Excerpted text.
* * *

Duisburg – 29-31 August 2013
The first Masterclass Retreat of the Käte Hamburger Kolleg / Centre for Global Cooperation Research took place from 29 to 31 August. The Masterclass was embedded in the attractive Ruhrtriennale - Festival of the Arts and was held in the Blowerhouse Complex in Duisburg. Together with renowned scholars who usually do not focus on the global level, the goal was to think about how global cooperation to tackle world problems such as climate change can be improved. What factors do we need to take into account if we take seriously the findings on the cognitive limits of human decision-making? Can there be a global we-identiy that makes it easier to cooperate across states and cultures? How do we need to reformulate our questions if we consider the rather successful human story of cooperation from the perspective of evolutionary anthropology and biology?
Dr. Gianluca Grimalda, Prof. Elke Weber and Prof. Eric Johnson (both Columbia University), Prof. Martin Nowak (Harvard University), Prof. Dr. Jürgen Kurths (PIKK), and Prof. Alicia Melis (Warwick University), all of them highly renowned experts in their respective fields, ranging from biology to economics to international relations, provided insights on the issues of scale, complexity and their impact on cooperation.
As the take-off event of the Masterclass the Ruhrtriennale - Käte Hamburger Kolleg - Symposium "Global Cooperation in the 21st Century" analysed automatic, unconscious, and unintentional forms of cooperation, ranging from market mechanisms to psychopathologies of daily life.

* * *

Explore the material.
1) Output the passage of the Masterclass text from "Dr. Gianluca Grimalda, Prof." up to and including "impact on cooperation.", character for character.
2) Decide whether each statement agrees with the Masterclass text. Answer yes or no for each, and quote the words of the text that settle it. (a) The Masterclass was held in the Blowerhouse Complex in Duisburg. (b) The Masterclass Retreat lasted a single day. (c) Prof. Martin Nowak came from Columbia University.

* * *

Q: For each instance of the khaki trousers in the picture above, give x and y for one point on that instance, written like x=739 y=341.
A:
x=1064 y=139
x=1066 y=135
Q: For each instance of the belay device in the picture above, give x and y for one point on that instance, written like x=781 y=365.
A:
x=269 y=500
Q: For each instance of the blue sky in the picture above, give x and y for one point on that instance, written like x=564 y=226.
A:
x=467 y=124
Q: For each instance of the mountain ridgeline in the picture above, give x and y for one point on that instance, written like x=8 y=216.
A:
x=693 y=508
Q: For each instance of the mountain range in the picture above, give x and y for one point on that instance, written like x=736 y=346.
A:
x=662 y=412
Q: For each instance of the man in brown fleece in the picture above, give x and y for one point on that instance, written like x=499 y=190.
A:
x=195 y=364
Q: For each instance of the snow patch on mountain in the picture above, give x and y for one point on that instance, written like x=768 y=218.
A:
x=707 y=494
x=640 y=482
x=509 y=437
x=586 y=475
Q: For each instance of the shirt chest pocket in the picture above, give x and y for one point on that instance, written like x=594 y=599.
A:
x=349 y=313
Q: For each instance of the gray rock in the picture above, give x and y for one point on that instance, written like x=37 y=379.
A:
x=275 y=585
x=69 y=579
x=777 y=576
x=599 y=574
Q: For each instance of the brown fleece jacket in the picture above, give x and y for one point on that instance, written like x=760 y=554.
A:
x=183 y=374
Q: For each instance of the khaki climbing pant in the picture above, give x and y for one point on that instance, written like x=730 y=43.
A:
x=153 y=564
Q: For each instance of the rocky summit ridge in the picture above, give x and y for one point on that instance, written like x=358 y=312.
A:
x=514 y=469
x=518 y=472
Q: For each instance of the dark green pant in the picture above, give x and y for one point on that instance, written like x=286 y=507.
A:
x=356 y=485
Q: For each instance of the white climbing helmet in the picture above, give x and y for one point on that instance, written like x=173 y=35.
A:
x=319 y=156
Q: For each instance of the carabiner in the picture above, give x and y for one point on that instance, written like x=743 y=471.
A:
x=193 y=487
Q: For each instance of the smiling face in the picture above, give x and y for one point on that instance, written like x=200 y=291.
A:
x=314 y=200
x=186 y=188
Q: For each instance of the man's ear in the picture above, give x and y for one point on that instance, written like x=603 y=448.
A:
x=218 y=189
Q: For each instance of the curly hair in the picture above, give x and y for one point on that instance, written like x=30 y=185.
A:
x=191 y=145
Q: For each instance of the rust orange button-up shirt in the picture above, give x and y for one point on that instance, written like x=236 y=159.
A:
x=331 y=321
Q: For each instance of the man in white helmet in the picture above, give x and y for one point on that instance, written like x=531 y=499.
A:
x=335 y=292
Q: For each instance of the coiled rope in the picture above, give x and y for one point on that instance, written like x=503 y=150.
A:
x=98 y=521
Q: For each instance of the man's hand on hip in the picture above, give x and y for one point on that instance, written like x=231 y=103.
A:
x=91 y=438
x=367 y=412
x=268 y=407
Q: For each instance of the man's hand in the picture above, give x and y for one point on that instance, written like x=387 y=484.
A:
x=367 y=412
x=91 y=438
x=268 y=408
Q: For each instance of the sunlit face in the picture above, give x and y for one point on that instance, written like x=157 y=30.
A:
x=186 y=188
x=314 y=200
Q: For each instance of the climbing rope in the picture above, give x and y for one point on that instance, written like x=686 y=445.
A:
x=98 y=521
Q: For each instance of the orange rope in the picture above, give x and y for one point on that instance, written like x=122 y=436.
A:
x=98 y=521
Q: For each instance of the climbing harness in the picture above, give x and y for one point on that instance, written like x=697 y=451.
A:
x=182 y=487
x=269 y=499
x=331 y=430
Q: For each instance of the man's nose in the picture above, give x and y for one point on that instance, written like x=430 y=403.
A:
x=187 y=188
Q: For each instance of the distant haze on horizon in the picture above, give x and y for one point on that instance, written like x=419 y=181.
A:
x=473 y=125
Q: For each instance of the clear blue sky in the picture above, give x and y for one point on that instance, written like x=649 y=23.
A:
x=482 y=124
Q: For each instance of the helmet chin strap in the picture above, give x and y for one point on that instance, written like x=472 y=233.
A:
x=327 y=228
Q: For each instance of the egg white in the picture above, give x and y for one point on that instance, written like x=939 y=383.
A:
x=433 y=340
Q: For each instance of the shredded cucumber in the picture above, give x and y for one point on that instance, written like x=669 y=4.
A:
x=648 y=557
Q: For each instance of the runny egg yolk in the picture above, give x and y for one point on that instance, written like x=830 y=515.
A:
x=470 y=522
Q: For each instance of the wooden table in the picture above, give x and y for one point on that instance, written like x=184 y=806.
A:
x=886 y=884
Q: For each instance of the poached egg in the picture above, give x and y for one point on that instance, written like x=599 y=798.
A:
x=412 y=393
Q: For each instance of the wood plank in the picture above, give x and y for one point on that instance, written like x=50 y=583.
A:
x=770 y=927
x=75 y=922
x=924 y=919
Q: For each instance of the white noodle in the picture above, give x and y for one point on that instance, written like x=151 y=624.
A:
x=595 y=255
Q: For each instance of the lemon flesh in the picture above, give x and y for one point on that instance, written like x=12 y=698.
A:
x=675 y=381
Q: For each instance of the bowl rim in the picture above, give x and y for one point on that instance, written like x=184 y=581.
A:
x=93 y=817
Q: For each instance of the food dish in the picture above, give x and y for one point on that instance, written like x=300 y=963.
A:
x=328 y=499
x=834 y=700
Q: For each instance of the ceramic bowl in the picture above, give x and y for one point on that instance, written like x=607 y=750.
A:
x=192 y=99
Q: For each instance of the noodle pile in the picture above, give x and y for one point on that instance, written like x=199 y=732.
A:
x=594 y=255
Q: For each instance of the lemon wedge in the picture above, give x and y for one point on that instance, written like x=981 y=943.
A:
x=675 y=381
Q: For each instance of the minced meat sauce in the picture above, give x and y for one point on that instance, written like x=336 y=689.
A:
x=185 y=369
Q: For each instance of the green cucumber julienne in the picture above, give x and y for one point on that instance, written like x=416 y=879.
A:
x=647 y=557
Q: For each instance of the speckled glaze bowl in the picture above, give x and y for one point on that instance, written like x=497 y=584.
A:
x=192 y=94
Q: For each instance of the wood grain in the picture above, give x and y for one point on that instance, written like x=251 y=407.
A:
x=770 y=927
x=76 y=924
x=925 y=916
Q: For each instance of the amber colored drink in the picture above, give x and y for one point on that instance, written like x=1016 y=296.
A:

* * *

Answers to the exercise.
1)
Dr. Gianluca Grimalda, Prof. Elke Weber and Prof. Eric Johnson (both Columbia University), Prof. Martin Nowak (Harvard University), Prof. Dr. Jürgen Kurths (PIKK), and Prof. Alicia Melis (Warwick University), all of them highly renowned experts in their respective fields, ranging from biology to economics to international relations, provided insights on the issues of scale, complexity and their impact on cooperation.

2)
(a) Yes: "was held in the Blowerhouse Complex in Duisburg"
(b) No: "took place from 29 to 31 August"
(c) No: "Prof. Martin Nowak (Harvard University)"